**DIRECTIVE A:**
Reproduce verbatim the portion of the account of the home visit that opens with the words containing "Margaret’s mother-in-law answered" and closes with "two small chairs.".

**TEXT PROVIDED:**
------------------------

As I drove to Frank and Margaret’s that afternoon I asked God to make me a blessing to them and to give me grace and wisdom. It is a sacred privilege to be invited into the lives of others, and especially sacred when it is in the midst of suffering, pain, sorrow, fear, and the unknown.
Parking in the front of a home you’ve never entered, approaching a door you’ve never knocked on, awaiting someone to answer the door, the first steps into the home; scanning the room you’re invited into, sitting down, speaking the first words, listening to the first words, watching the eyes of others, the brows, the faces...and prayerfully listening to God while at the same time listening to others...the first visit to a home and family is a visit into the unknown - you are a stranger, you have been invited - how will the time go?
Margaret’s mother-in-law answered the door and invited me in. She guided me to the living room and then went to get Margaret. Margaret walked in, each step deliberate; I stood, we greeted each other. I sat back down in a chair while Margaret sat on a sofa a few feet away. She draped an afghan over herself. The living room doubled as the kids playroom, there were toys and children’s books strewn about the room; a couple of toy boxes, a train set in one corner with the track scattered and needing to be reconnected, crayons and coloring books on a small child-sized table with two small chairs.

------------------------

**INPUT DATA:**
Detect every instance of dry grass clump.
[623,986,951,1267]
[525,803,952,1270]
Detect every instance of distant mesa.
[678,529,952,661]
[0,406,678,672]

------------------------

**DIRECTIVE B:**
Duplicate every line of the listing above precisely, with no alteration.

**EXERCISE SOLUTION A:**
Margaret’s mother-in-law answered the door and invited me in. She guided me to the living room and then went to get Margaret. Margaret walked in, each step deliberate; I stood, we greeted each other. I sat back down in a chair while Margaret sat on a sofa a few feet away. She draped an afghan over herself. The living room doubled as the kids playroom, there were toys and children’s books strewn about the room; a couple of toy boxes, a train set in one corner with the track scattered and needing to be reconnected, crayons and coloring books on a small child-sized table with two small chairs.

**EXERCISE SOLUTION B:**
Detect every instance of dry grass clump.
[623,986,951,1267]
[525,803,952,1270]
Detect every instance of distant mesa.
[678,529,952,661]
[0,406,678,672]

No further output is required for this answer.